* START *

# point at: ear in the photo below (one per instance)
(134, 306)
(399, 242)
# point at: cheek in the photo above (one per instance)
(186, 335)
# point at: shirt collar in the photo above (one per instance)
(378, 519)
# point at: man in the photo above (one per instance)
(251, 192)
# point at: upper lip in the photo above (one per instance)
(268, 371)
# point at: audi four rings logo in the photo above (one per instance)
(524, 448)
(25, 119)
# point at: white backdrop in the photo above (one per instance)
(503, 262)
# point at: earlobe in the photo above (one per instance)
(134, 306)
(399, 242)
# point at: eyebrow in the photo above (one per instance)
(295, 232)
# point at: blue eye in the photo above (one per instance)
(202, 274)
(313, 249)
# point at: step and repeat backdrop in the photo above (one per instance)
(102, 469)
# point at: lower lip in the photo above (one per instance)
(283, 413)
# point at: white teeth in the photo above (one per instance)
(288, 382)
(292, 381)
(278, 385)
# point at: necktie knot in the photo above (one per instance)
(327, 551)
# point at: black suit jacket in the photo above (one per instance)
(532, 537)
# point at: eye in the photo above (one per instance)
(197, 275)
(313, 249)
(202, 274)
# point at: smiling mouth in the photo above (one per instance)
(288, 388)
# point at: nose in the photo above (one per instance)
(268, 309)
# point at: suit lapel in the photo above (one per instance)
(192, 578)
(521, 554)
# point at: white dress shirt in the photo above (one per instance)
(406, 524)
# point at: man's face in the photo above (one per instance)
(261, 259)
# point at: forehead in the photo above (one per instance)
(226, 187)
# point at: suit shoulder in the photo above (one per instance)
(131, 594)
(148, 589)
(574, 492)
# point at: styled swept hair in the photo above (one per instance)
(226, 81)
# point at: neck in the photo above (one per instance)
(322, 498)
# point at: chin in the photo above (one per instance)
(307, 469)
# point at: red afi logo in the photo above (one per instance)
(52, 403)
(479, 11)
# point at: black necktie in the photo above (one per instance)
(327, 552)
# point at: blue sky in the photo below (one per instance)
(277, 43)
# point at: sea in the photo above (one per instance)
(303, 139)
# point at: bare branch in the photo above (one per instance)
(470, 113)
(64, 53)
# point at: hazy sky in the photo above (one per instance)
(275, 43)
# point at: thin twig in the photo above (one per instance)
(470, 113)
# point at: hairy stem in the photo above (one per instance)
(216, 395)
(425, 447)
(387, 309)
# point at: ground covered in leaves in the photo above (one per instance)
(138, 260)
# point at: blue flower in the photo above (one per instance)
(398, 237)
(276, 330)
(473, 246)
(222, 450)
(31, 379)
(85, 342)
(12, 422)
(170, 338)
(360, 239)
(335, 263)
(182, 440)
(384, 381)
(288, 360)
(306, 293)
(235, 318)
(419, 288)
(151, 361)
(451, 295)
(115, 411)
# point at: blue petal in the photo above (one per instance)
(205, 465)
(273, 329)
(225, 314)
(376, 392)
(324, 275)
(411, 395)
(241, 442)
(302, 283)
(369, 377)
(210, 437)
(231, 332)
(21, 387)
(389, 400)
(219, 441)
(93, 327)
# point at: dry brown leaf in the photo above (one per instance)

* END *

Begin at the line that contains "# point at: blue petal" and rewrite every line through the end of the entries, including the "point at" lines. Raise each coordinate in the answers by 57.

# point at: blue petal in the photo above (one per instance)
(262, 522)
(330, 386)
(282, 371)
(433, 449)
(381, 332)
(468, 452)
(298, 499)
(359, 340)
(426, 434)
(267, 494)
(288, 389)
(78, 444)
(446, 457)
(276, 498)
(150, 384)
# point at: dry brown leaf in the photo above (one per instance)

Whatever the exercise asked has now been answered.